[Start of Attachment]

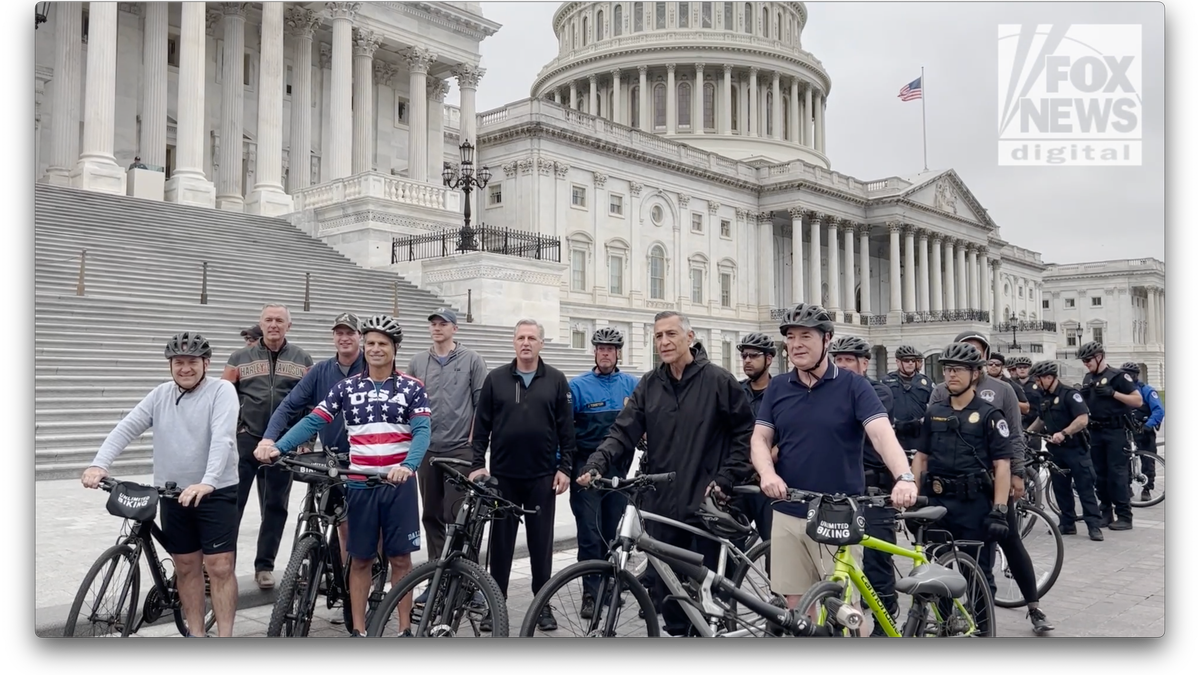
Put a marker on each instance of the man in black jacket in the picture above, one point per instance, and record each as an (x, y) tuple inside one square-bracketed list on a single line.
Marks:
[(697, 423), (525, 412)]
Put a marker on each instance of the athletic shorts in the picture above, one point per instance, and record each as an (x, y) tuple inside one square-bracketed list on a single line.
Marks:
[(797, 562), (390, 511), (210, 526)]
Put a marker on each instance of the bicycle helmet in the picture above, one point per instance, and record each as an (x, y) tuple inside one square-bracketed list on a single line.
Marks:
[(1044, 369), (978, 336), (850, 345), (385, 324), (720, 521), (760, 341), (961, 353), (1089, 351), (607, 335), (807, 316), (189, 345)]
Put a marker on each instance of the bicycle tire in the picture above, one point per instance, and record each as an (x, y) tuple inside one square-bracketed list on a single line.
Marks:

[End of Attachment]

_Action item_: Identify the lines of the data that contain the word "point". Copy each of them.

_Task response_:
Put a marker on each instance of the man in black jacket in the picture above, one point per instance, and record each as an (x, y) tuple inside one square-bracketed list on a single line.
Put a marker on each instance of the athletic shorts in the picture above, one point per instance, and record each as an (x, y) tuple inside one square-bracketed list on a single line.
Put a marker on each instance of the bicycle helmet in the picture above, one point per instance, and record each as an (x, y) tuple inside one square-bracketed list on a single line.
Put a marker on each instance of the bicycle tire in the picture above, one point per instance, and record each as an (x, y) tuple inside one square-bracketed list on a single line.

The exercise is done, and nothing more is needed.